### Extracted material ###
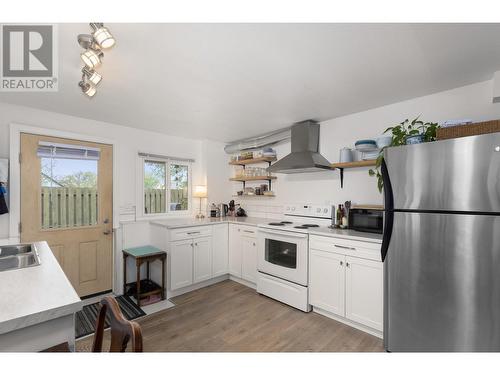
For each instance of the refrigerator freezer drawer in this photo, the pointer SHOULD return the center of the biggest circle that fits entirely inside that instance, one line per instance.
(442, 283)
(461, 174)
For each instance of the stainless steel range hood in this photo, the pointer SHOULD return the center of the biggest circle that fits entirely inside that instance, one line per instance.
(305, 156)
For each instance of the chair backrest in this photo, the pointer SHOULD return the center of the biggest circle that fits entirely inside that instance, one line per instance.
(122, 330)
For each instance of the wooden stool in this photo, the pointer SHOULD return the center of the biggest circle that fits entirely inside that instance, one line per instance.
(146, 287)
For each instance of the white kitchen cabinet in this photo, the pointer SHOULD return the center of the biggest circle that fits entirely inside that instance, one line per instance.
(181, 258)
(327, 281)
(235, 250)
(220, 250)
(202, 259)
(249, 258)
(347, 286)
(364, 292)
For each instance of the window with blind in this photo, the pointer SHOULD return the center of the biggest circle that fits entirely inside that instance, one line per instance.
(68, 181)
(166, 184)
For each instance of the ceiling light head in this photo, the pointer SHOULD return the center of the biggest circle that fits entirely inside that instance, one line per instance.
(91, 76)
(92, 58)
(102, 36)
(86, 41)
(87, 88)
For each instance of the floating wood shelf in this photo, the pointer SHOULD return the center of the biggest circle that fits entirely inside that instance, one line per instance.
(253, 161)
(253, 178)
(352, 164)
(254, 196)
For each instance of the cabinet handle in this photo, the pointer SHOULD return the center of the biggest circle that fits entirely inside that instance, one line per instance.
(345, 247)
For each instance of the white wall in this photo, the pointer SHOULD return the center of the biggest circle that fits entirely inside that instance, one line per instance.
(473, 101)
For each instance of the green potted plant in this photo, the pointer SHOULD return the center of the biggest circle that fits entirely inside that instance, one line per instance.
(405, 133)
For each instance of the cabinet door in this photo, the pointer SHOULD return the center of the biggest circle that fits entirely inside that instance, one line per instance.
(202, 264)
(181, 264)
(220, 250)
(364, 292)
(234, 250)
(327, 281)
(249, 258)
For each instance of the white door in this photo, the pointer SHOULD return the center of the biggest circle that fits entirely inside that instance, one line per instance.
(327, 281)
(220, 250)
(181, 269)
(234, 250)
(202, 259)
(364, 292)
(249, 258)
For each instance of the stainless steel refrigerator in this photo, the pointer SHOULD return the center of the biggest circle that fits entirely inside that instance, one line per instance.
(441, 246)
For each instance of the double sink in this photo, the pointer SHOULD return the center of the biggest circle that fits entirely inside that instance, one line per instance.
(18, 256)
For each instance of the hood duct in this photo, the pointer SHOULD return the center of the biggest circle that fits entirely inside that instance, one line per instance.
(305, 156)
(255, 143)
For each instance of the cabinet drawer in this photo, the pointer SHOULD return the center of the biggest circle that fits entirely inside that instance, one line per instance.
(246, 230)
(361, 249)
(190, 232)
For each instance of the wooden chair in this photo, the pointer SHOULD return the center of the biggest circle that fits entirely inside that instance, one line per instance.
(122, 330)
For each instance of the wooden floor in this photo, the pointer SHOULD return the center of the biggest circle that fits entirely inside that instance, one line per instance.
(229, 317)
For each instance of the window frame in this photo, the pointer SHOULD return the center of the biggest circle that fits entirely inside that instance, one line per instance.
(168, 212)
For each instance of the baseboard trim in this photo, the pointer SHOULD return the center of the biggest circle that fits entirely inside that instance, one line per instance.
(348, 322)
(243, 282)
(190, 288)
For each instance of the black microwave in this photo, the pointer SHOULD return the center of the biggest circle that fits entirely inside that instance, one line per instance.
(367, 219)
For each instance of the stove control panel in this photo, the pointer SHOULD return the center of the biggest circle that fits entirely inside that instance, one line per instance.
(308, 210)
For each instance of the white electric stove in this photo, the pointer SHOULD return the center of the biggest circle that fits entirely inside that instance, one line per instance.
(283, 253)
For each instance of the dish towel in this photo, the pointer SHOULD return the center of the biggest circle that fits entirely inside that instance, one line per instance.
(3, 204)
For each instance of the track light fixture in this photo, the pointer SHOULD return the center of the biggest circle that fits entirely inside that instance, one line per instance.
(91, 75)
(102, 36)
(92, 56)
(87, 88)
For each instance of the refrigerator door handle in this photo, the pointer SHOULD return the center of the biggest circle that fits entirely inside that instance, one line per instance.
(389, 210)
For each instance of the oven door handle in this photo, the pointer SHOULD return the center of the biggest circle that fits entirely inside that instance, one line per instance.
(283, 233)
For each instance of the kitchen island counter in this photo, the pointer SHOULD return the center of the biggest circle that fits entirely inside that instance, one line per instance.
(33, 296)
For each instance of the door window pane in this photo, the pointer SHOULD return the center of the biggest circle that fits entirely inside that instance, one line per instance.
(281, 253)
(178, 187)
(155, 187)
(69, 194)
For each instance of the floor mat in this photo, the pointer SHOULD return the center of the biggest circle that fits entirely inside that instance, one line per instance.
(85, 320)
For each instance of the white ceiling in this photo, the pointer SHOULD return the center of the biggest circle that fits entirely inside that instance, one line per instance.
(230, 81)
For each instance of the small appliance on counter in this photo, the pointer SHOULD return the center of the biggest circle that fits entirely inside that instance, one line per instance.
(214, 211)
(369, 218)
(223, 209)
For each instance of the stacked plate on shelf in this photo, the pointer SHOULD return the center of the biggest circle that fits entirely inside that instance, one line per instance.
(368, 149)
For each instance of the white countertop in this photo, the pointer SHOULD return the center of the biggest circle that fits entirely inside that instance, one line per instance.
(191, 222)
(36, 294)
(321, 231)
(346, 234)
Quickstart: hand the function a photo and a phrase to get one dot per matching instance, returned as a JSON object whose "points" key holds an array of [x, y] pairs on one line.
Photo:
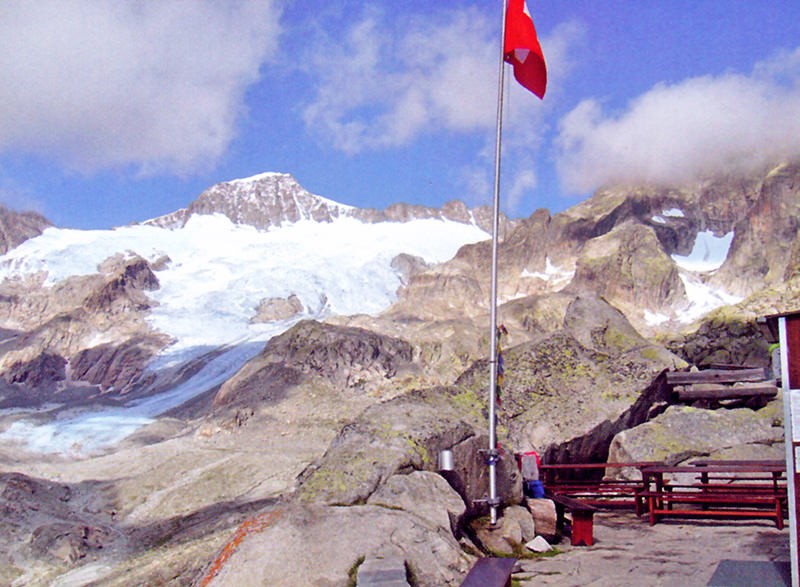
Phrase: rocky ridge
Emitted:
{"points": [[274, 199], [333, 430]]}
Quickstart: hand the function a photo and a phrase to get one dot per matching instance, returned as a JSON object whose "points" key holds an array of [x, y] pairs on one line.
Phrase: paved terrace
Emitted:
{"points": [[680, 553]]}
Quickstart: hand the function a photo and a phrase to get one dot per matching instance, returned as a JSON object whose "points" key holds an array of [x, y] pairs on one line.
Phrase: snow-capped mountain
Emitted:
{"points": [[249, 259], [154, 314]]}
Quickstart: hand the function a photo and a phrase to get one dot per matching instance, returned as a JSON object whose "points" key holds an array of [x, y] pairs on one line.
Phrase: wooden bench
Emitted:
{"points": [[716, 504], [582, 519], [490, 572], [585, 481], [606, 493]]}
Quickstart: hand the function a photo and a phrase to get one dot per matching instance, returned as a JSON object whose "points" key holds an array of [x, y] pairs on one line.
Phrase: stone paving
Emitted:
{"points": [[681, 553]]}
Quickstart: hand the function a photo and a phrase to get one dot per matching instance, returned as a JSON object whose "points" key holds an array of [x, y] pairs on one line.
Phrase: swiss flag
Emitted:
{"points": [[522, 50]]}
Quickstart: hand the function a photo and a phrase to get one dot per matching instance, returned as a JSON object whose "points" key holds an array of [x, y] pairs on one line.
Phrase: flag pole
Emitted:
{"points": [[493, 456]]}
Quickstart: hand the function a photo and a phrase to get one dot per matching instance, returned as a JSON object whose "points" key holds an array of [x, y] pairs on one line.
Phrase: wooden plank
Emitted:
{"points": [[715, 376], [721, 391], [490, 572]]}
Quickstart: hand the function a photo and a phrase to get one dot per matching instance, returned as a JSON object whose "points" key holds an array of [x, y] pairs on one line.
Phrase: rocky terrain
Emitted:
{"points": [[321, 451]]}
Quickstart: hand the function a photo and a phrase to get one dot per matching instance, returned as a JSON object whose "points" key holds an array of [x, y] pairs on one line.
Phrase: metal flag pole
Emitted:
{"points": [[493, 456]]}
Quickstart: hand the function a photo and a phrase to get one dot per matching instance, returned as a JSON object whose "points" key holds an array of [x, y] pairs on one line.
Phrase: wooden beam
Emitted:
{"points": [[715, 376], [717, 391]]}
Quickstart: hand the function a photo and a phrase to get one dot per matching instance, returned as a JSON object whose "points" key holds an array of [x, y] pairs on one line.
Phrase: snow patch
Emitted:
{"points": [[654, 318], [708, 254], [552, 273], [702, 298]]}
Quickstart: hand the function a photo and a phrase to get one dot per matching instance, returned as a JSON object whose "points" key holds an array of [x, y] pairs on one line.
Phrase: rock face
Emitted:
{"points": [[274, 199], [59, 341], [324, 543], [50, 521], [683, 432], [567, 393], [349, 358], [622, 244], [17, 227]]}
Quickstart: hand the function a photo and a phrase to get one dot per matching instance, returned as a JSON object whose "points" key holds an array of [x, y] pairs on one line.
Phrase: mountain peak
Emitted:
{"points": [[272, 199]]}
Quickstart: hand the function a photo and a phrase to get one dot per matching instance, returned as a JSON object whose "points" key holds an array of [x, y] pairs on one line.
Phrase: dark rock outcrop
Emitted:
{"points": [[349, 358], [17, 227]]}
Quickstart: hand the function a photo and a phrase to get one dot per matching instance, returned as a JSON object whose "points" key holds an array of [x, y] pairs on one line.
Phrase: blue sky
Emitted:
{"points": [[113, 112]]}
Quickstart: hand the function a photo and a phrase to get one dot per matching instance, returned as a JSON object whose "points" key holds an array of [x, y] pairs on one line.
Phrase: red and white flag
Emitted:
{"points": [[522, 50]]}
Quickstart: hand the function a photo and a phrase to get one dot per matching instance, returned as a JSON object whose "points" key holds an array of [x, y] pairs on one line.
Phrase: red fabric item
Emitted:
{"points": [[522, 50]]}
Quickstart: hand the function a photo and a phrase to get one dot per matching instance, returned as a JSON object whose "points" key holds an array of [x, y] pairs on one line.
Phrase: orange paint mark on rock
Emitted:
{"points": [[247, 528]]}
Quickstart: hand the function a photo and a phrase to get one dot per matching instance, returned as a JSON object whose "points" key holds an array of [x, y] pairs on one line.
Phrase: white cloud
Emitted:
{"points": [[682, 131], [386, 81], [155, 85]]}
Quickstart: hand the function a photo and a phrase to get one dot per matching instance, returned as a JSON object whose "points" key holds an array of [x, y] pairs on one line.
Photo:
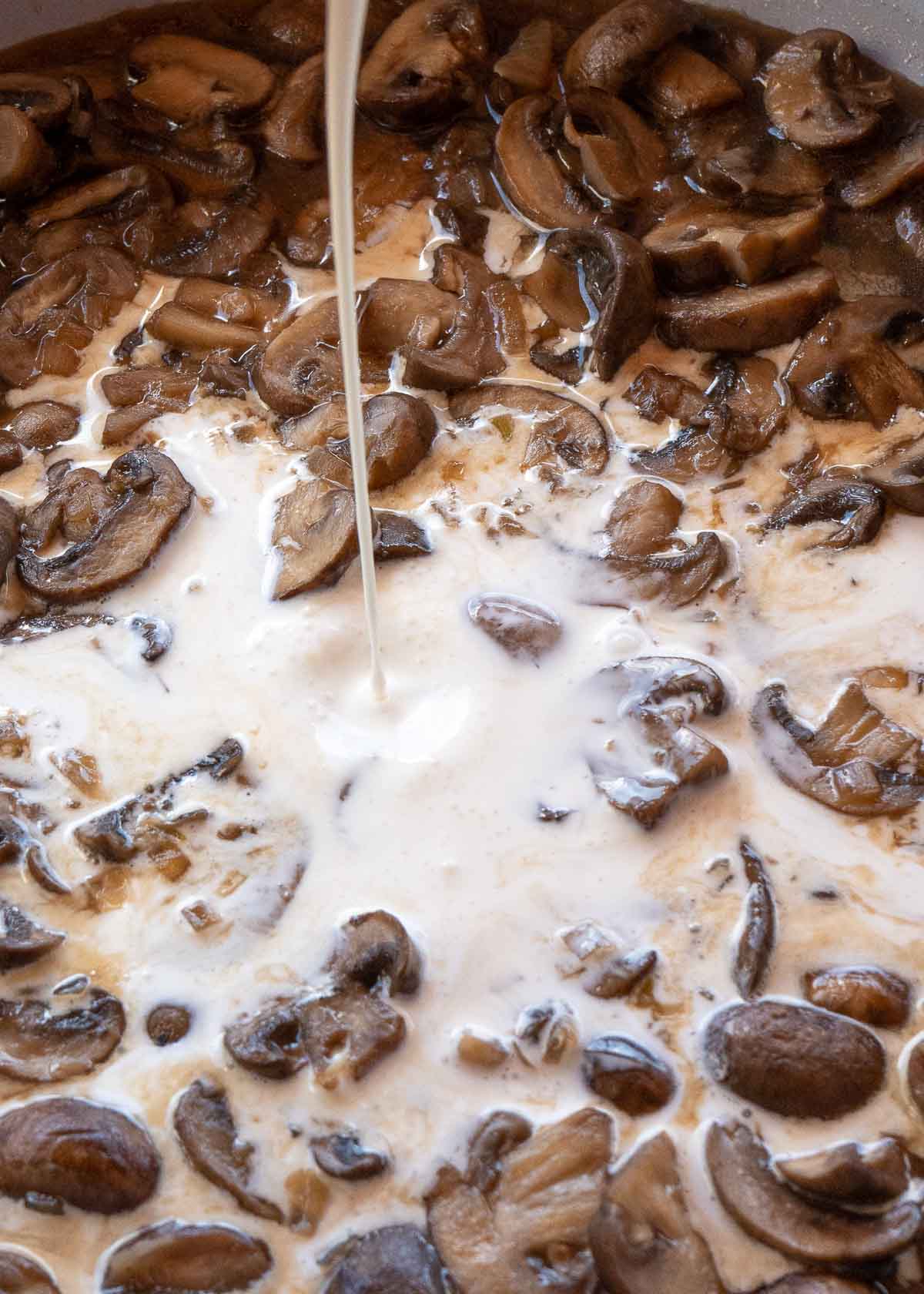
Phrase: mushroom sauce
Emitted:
###
* **Problem**: Report each line of the entries above that contains the string "mountain", copying the whole line. Match case exactly.

* **Reply to the exercise**:
Phrase: snow-capped mountain
Phrase: mountain peak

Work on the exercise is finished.